Dataset content:
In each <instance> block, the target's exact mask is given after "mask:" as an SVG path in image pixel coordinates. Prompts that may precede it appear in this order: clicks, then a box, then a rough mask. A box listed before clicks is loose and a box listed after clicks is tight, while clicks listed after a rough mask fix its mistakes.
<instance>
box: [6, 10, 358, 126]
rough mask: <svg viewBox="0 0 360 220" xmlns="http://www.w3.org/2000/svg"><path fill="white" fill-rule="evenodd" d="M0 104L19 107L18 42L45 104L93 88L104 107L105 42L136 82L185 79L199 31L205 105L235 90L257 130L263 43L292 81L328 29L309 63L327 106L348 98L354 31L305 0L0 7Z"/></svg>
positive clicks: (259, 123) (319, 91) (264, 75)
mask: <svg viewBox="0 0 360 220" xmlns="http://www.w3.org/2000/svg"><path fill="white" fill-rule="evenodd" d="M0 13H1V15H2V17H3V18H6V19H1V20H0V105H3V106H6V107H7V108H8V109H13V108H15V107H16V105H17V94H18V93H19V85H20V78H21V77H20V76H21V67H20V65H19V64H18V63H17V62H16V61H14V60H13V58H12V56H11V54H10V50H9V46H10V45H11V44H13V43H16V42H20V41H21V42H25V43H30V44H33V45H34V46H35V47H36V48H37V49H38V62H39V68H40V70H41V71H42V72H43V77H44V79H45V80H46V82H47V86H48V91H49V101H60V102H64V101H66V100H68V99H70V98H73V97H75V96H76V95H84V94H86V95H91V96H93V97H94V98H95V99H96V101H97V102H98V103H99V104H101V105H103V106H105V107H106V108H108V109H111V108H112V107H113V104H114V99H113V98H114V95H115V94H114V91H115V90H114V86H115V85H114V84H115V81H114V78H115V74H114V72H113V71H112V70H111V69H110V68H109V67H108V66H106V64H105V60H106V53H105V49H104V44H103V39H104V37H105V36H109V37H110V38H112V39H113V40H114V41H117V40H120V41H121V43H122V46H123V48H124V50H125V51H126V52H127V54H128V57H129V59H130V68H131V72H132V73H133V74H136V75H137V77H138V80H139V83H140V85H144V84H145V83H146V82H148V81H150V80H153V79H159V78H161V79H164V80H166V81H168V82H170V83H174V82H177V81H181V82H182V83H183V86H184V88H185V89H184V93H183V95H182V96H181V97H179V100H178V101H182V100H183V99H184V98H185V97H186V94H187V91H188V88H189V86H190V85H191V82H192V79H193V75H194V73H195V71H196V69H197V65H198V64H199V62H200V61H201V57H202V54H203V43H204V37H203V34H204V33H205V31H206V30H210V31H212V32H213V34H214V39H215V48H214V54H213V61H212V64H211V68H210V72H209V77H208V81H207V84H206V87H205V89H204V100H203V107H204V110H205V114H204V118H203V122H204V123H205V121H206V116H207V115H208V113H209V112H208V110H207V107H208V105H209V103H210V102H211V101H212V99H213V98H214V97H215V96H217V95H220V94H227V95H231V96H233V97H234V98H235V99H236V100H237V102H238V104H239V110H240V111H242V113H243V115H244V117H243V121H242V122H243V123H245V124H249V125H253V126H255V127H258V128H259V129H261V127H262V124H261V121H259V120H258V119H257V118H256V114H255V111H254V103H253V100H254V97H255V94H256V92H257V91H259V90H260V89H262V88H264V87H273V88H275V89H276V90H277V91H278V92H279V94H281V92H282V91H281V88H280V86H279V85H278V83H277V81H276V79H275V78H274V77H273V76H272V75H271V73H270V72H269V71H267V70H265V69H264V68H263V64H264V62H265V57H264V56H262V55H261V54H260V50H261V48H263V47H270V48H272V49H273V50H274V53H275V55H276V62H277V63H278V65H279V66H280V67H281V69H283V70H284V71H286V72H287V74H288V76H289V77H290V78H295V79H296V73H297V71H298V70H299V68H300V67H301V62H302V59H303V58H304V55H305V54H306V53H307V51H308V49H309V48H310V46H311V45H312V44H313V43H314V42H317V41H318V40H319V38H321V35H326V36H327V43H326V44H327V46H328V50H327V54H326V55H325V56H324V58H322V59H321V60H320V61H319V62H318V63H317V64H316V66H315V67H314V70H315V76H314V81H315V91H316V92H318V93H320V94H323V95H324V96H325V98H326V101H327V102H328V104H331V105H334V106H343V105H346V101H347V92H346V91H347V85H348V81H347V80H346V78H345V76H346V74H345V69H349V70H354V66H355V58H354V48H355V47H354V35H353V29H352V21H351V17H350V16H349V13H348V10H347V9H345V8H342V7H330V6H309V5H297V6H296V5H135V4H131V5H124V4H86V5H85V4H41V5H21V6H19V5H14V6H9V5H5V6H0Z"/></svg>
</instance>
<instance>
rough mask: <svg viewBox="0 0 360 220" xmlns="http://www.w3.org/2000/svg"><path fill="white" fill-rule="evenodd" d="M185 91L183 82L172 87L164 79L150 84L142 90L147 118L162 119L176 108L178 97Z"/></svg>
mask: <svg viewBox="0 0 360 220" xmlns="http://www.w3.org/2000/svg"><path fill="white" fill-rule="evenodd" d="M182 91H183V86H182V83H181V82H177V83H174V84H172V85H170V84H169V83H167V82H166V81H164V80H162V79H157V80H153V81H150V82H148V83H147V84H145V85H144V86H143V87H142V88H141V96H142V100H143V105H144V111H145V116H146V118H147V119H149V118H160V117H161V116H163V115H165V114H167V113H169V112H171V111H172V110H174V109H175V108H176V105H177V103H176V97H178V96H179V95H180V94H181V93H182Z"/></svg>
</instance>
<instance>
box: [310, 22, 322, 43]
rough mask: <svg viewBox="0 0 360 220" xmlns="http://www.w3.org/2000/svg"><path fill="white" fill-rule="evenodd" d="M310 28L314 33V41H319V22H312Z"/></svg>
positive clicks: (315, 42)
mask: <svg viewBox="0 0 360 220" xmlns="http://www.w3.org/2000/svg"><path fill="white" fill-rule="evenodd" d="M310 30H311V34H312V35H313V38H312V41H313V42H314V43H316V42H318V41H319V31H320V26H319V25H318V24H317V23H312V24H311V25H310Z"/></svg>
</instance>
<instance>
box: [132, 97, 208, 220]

Problem details: Out of the listing above, reproduce exactly the lines from the one with "box: [6, 10, 358, 126]" up to and including the one with "104L19 107L18 42L45".

Answer space:
box: [6, 10, 358, 126]
rough mask: <svg viewBox="0 0 360 220" xmlns="http://www.w3.org/2000/svg"><path fill="white" fill-rule="evenodd" d="M0 104L19 107L18 42L45 104L93 88L104 107L105 42L136 82L185 79L199 31L205 105L235 90L257 130L263 43L292 81L328 29L309 63L327 106L348 98L354 31L305 0L0 7Z"/></svg>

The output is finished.